WHAT THE TASK REQUIRES » Transcribe the listing exactly, skipping every picture.

# # # # # # #

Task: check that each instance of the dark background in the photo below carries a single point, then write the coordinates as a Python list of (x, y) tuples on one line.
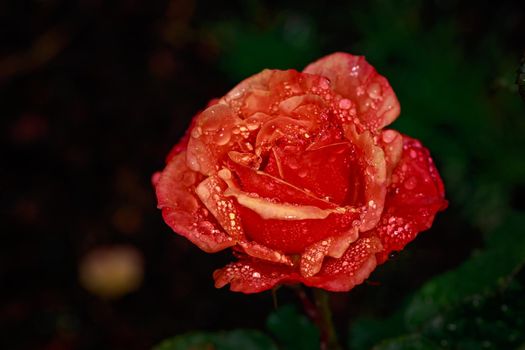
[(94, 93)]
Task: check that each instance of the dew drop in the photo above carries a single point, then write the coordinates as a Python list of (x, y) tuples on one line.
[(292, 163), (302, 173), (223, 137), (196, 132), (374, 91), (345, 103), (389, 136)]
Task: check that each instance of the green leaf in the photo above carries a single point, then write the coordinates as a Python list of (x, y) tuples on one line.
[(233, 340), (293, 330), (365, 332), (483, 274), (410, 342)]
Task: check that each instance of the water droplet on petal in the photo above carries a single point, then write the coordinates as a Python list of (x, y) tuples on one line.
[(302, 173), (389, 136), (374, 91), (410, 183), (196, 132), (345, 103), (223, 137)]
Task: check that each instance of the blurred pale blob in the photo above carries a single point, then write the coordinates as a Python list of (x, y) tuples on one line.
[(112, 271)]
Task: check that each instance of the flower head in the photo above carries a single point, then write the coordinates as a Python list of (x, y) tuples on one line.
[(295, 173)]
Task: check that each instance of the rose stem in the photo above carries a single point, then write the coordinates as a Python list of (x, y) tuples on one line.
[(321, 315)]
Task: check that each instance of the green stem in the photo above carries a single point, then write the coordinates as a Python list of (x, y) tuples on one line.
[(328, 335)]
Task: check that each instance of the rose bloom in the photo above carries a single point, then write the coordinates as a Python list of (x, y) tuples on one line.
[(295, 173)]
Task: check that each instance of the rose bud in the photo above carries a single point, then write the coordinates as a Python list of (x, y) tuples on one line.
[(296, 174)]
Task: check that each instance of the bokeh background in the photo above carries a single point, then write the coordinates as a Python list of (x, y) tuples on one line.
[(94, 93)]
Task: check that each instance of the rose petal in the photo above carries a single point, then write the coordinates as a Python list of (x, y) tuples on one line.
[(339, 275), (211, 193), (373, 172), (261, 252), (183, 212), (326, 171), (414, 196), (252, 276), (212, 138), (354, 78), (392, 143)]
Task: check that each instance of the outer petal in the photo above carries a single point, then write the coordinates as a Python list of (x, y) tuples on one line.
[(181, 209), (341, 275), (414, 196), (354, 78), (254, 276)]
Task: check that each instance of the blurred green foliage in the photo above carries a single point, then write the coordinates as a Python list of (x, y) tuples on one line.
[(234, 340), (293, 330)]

# # # # # # #

WRITTEN REPLY »
Task: check that each instance of the dark background in the photo below carries a single point, then write the coordinates as a Python list of (x, y) tuples on one line.
[(94, 93)]
Task: check that each instance of the dew drop in the photo above carries a single point, then write the coordinates as a Python list of (x, y) tuples on one line.
[(292, 163), (302, 173), (223, 137), (196, 132), (374, 91), (345, 103), (389, 136)]
Task: check that each instance of the green leaf in the photo above carries a single point, then write the coordinates as a Python list of (x, y) tuples on one line.
[(233, 340), (293, 330), (365, 332), (483, 274), (410, 342)]
Task: check that each instance of the water droplet on petal in the photo above carries a single point, then write the coordinates as a Python list of (x, y) tuples on one line.
[(302, 173), (389, 136), (374, 91), (410, 183), (196, 132), (345, 103), (223, 137)]
Task: check that each instance of the blurred pale blob in the photo above carries a single point, then write the coordinates as a Python list of (x, y) tuples on one line.
[(112, 271)]
Task: check that each instance of the flower head in the photo above carries a single point, then write the coordinates as a Python list of (x, y) tuples on one line.
[(295, 173)]
Task: check that each instance of the rose stem in the photo above carries a single point, then write the coordinates as a Python list of (x, y) tuples on one line.
[(321, 315)]
Task: check that each instance of the green stem in the photo above carries a single point, then write the coordinates as a Python list of (x, y) tuples on one line.
[(328, 335)]
Task: check that each instance of the rose bloom in the photo above carries a single point, then write the coordinates as a Python list of (x, y) tuples on one line.
[(295, 173)]
Task: check that each instance of the rose bud in the photo above carries a single point, then write the coordinates as a Python list of (x, y) tuples on one line.
[(296, 174)]
Task: check that each instance of the bokeh background in the photo above carries a single point, then write the coordinates as a Python list of (x, y) tuples on one line.
[(94, 93)]
Task: check that each instance of the rose petal in the photo above carries a single point, then write the coordinates as a Python list of (x, y) tuples on one line.
[(339, 275), (211, 193), (373, 172), (261, 252), (183, 212), (326, 171), (414, 196), (252, 276), (212, 138), (354, 78), (392, 143)]
Task: check that each instance of the outer petal in the photo above carries a single point, then write the coordinates as a Python list of (x, y) tuples on one line.
[(181, 209), (341, 275), (414, 196), (354, 78), (254, 276)]
Task: check that each instance of the blurred green foliage in the photo above carries a single point, then write the coordinates as a Python list of (x, y) tuples on one line.
[(234, 340), (293, 330)]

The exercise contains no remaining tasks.